STATED TASK: Extend the forum thread about waiting for a CZ P-01 pistol, starting right after its last line.

SELECTION:
####
# Just waiting for my P0-1



## Darkhand (May 12, 2008)

Well i get my P0-1 here thursday and really looking forward to it.
how do u guys like ur P0-1's? this will be my 2nd CZ i also have a cz75B in 9mm, and so far that gun shoots and handles like a dream much better then the glock i did own witch i traded it in for my Cz75B :mrgreen:


----------



## unpecador (May 9, 2008)

I really like mine, I wish there was a little more slide to grab but other than that it's a great gun. I have put several thousand rounds through it with out any problems.


----------



## Baldy (Jun 21, 2006)

They are a great pistol that I am sure you will like a lot. Good luck with it and don't forget the range report and pictures.:smt033


----------



## Darkhand (May 12, 2008)

Well i guess its taken longer then thursday to get my po-1 ,owell one thing i was wondering about the po-1 was ,when fist fireing the first shot in DA how is the trigger pull, i know on my 75b its not great but its not bad ether when shooting the first shot in DA but i believe i need to shoot my 75b more it only has 300 rounds threw it, so it might need more breaking in.Man im really looking forward to geting the Po-1 also plan on geting a TLR-1 light for it to:numbchuck: :smt023


----------



## Black Metal (Jan 16, 2008)

I have heard that the P-01 has a pretty nice trigger. Get some pics up when it makes its way to you.


----------



## Sarge43 (Apr 13, 2008)

The wait will be worth it. I really like my P0-1. The feel is great and the trigger is really quite nice for a DA/SA pistol. It was slightly "grainy" at first, but after about 300 rounds smoothed out quite nicely. 
Good luck!
Sarge


----------



## unpecador (May 9, 2008)

have an M3 light on mine, don't really use it but it's there if I need it.


----------



## Darkhand (May 12, 2008)
####
RECORDS PROVIDED:
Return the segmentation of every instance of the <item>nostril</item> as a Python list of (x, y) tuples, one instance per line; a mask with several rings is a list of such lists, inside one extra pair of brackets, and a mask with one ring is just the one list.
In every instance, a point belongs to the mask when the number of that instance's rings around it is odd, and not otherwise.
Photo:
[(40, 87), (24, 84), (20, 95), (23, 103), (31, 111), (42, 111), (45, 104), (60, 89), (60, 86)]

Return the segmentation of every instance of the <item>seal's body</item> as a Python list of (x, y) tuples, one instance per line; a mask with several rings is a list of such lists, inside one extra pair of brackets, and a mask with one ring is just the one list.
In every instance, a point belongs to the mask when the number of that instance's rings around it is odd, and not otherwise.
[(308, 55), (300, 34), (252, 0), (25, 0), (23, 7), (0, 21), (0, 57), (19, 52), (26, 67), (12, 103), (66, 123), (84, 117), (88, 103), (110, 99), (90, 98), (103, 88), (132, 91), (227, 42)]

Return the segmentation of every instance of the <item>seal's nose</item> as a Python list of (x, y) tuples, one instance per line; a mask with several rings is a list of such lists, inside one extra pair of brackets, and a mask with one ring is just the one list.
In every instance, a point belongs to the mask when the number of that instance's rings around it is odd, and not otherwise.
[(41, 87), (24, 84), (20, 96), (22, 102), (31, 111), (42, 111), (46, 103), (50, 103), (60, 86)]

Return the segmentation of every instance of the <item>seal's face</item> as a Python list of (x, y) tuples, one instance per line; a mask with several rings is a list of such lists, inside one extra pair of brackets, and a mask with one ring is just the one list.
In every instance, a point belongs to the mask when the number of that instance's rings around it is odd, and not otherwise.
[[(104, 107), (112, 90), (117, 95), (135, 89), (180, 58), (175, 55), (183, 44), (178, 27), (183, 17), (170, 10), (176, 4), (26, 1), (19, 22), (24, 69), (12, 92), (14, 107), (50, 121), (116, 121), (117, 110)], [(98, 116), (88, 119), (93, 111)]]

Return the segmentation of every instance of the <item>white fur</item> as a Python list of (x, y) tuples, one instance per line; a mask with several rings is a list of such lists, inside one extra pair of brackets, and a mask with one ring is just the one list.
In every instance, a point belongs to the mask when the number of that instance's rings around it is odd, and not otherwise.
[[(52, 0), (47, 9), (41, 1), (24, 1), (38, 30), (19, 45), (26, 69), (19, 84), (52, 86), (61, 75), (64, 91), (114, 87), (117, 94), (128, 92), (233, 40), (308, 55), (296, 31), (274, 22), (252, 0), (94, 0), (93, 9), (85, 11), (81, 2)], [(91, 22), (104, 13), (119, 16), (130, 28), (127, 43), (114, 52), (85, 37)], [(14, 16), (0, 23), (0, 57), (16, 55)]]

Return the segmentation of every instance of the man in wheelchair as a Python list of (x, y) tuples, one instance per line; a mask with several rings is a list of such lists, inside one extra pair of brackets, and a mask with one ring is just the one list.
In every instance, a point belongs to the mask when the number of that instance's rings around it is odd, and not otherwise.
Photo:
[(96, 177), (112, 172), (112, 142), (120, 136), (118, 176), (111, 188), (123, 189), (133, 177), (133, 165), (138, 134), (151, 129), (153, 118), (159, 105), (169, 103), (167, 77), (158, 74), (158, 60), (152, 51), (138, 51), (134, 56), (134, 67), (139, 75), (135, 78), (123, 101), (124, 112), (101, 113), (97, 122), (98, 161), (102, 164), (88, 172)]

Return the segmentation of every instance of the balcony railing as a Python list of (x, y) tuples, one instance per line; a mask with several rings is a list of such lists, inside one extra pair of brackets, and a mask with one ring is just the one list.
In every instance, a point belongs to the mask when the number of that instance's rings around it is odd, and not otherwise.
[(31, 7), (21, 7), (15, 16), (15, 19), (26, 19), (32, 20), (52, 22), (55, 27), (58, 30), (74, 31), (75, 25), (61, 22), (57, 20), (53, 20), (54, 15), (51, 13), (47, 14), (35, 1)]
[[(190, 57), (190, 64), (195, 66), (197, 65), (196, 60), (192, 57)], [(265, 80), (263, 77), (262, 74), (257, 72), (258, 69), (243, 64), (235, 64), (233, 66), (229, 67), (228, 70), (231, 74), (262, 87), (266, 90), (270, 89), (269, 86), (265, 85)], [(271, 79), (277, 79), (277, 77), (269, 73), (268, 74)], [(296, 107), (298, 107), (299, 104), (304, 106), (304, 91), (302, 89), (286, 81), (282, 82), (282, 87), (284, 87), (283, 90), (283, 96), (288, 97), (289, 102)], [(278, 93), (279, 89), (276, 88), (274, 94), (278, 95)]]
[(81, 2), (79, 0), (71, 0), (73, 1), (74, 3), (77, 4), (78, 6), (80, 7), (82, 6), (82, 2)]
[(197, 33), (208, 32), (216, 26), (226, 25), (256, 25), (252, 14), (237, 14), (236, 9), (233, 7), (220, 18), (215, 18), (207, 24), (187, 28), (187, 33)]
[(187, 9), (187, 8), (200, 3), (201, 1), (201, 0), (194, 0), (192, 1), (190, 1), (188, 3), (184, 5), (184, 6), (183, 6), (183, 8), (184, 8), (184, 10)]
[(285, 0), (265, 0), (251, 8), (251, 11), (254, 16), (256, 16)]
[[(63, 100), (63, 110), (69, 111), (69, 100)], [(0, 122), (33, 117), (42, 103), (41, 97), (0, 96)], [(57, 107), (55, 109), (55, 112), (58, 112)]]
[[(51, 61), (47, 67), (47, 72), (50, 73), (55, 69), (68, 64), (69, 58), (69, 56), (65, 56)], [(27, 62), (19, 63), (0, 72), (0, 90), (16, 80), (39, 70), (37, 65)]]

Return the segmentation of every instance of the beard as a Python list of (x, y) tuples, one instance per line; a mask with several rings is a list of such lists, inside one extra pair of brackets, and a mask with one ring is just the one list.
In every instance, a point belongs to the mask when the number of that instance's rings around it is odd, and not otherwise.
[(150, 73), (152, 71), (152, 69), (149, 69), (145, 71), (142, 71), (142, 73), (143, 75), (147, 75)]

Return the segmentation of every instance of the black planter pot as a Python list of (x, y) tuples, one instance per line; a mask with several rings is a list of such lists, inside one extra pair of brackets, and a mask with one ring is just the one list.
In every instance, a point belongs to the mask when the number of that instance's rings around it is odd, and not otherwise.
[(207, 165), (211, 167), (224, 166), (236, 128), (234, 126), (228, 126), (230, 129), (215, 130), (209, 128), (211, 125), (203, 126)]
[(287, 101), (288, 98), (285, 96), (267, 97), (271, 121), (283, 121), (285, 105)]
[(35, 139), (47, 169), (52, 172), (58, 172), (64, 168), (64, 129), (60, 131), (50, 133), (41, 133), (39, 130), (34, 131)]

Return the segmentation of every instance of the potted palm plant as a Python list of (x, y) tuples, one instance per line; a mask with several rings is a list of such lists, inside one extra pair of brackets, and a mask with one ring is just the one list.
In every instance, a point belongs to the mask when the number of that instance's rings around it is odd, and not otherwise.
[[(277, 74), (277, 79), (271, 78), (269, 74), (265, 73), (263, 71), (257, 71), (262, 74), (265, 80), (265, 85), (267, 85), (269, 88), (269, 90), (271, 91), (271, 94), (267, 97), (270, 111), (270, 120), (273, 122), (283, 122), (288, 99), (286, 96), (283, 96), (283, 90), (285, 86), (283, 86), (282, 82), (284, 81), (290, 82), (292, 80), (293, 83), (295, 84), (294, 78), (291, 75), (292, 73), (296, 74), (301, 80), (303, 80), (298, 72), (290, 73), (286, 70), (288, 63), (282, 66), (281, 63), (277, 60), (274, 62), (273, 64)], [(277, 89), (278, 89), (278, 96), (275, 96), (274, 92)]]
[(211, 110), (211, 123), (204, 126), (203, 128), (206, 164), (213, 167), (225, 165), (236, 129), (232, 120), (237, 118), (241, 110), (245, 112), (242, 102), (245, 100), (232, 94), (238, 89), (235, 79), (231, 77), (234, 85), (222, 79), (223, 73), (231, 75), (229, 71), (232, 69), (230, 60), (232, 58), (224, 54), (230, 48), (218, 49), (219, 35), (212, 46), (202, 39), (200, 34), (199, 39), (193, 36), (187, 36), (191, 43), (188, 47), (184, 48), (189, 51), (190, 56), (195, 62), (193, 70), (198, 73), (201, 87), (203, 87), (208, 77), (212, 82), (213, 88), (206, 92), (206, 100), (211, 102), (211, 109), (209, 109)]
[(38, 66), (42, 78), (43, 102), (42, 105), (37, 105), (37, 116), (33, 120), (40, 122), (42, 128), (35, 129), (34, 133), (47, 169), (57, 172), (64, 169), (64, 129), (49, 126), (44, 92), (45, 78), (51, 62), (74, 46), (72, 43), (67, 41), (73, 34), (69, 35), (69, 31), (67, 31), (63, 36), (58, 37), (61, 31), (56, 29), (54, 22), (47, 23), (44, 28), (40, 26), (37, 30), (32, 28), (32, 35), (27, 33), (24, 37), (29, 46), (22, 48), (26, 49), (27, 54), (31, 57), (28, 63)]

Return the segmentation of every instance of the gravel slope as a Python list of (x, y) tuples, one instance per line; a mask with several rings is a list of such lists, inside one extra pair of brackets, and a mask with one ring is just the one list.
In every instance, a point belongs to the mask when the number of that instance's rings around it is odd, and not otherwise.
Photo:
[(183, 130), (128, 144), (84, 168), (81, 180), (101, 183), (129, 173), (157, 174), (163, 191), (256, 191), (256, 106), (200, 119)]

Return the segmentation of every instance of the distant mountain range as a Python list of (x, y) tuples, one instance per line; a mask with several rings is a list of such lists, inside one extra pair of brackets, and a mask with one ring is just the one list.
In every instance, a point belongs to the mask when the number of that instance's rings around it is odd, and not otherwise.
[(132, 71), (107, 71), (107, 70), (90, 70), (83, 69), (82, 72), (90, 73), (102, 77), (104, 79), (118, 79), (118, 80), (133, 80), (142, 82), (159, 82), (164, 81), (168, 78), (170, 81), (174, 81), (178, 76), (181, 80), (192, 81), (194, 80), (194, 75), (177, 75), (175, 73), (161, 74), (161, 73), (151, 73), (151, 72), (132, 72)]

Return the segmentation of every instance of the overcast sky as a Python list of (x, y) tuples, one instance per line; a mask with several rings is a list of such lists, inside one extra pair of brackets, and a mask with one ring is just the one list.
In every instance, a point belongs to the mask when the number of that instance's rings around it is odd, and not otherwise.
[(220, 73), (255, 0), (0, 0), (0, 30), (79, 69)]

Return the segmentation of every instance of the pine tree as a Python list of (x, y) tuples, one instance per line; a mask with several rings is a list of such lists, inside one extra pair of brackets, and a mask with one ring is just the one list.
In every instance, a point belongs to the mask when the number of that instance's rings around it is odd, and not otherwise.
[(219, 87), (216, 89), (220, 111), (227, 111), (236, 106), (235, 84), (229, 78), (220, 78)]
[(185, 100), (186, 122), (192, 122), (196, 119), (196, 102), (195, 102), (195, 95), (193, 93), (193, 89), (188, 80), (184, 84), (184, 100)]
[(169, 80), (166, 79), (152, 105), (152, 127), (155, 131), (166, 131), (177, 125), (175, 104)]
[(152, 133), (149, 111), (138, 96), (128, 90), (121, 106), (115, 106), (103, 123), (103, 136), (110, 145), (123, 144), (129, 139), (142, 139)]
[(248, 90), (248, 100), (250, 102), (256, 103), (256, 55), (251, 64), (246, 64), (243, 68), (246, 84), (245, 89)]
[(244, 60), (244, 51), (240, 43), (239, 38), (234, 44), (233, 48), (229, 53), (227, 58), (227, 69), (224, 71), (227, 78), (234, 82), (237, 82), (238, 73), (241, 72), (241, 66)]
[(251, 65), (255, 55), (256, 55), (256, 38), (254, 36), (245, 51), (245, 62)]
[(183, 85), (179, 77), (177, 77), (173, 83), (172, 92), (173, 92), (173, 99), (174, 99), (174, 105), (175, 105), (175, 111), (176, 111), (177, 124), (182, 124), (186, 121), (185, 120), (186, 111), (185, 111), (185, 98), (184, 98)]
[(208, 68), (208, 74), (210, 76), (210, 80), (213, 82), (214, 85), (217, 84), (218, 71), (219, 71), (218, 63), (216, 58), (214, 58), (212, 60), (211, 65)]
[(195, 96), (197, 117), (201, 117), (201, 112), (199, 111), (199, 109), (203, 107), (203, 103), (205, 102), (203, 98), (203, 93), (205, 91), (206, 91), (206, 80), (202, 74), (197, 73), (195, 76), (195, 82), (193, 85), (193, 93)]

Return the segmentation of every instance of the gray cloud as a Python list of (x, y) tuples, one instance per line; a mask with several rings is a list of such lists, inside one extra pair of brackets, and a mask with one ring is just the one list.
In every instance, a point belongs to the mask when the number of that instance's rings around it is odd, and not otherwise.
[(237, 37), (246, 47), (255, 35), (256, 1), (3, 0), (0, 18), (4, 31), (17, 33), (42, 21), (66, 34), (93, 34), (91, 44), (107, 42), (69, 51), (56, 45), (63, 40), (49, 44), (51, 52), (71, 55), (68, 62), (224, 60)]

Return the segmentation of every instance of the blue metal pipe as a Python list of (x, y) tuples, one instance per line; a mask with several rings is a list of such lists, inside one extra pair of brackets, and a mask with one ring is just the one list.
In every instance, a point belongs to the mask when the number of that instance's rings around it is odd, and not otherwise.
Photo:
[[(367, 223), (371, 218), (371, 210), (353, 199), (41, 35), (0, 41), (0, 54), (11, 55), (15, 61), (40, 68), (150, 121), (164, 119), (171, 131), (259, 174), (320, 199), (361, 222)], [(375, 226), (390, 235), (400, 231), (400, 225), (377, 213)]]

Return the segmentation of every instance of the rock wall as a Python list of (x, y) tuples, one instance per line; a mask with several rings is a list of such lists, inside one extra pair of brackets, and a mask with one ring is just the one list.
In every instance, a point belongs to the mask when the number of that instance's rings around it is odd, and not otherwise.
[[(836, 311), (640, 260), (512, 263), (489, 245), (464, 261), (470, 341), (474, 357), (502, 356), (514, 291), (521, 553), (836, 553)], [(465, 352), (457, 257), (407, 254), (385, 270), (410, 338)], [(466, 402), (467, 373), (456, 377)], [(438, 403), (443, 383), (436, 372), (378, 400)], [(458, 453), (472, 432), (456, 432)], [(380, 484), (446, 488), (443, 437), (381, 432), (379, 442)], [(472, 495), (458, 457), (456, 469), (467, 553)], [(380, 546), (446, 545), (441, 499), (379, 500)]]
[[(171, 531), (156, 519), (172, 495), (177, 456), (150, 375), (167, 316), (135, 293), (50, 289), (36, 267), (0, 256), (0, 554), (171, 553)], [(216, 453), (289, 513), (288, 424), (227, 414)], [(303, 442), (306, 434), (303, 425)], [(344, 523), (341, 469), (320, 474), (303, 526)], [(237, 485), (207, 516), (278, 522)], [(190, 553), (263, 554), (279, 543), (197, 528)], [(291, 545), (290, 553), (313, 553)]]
####
ANSWER TO THE TASK:
Well got my P0-1 about a week ago. Just got a chance today to shoot it at the range and i am very happy with it.At 25yrds i was geting nice grouping once i got use to it,wish my range had a 10-15 yrd range prob get better groups but meh oh well.Im just glad at 25yrds i can hit a man size target in crit zones:mrgreen:.would post pics but eh its just a plan jane P0-1.Pistol ran great no ftf fte,,,etc none built like a tank same with my 75b :smt023 will be geting more cz's in the future thats for sure.


----------



## unpecador (May 9, 2008)

Darkhand said:


> Well got my P0-1 about a week ago. Just got a chance today to shoot it at the range and i am very happy with it.At 25yrds i was geting nice grouping once i got use to it,wish my range had a 10-15 yrd range prob get better groups but meh oh well.Im just glad at 25yrds i can hit a man size target in crit zones:mrgreen:.would post pics but eh its just a plan jane P0-1.Pistol ran great no ftf fte,,,etc none built like a tank same with my 75b :smt023 will be geting more cz's in the future thats for sure.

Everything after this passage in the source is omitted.